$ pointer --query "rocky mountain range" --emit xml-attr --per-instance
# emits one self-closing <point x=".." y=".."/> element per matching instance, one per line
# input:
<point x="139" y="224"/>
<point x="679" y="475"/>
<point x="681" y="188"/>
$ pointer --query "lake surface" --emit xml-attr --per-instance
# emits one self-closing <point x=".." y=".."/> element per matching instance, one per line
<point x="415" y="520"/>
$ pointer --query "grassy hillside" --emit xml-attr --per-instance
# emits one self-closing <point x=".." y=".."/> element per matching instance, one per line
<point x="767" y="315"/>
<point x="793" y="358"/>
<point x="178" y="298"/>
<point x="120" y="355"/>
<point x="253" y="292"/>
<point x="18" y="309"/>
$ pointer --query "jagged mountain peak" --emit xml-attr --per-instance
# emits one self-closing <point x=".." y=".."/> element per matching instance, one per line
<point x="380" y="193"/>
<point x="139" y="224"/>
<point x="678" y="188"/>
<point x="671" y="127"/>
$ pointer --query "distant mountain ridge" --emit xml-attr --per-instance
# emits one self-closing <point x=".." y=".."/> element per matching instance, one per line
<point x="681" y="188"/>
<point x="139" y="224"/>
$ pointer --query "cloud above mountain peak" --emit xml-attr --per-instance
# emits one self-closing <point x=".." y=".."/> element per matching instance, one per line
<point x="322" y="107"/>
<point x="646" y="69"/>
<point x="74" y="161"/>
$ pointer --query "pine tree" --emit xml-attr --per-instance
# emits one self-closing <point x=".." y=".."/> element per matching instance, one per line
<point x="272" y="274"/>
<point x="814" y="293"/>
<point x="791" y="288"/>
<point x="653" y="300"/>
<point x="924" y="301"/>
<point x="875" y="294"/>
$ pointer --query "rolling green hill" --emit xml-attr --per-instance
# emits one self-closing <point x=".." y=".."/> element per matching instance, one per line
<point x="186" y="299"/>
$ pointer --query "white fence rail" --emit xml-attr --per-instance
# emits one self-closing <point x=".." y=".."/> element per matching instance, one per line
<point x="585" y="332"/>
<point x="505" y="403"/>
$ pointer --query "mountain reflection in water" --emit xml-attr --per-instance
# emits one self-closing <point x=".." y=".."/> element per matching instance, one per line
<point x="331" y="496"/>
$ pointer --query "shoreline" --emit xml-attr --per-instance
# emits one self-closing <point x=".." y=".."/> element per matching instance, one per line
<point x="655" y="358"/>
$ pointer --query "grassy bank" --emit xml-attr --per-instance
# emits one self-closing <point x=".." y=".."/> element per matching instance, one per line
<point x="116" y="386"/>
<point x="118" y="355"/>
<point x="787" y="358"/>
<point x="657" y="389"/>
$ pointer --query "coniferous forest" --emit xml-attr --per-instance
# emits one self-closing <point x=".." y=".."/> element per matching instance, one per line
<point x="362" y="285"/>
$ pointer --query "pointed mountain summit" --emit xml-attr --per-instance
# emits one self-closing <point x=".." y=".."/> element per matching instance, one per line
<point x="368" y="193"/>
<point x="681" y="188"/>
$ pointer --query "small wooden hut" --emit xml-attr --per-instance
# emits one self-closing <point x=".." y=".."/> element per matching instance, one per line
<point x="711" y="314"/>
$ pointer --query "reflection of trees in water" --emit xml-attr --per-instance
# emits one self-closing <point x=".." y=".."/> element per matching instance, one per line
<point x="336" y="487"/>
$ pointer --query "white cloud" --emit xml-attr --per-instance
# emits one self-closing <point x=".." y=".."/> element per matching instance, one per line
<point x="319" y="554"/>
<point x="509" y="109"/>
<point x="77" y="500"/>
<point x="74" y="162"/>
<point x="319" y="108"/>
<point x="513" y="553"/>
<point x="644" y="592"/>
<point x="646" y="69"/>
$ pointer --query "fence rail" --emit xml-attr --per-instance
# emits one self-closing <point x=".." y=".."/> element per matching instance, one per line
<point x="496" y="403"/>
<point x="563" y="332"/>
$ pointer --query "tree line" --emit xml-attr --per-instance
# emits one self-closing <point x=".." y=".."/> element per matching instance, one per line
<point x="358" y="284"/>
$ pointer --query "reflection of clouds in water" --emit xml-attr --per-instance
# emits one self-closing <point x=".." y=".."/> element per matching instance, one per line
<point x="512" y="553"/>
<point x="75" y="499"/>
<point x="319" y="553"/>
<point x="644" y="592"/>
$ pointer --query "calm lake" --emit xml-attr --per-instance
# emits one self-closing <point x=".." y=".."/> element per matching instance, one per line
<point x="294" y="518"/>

__WORK TASK__. Copy every single line of the material above that holds "lake".

__RESPONSE TO THE EXERCISE__.
$ pointer --query "lake surface" --emit xml-attr --per-instance
$ pointer --query "calm lake" --emit xml-attr --per-instance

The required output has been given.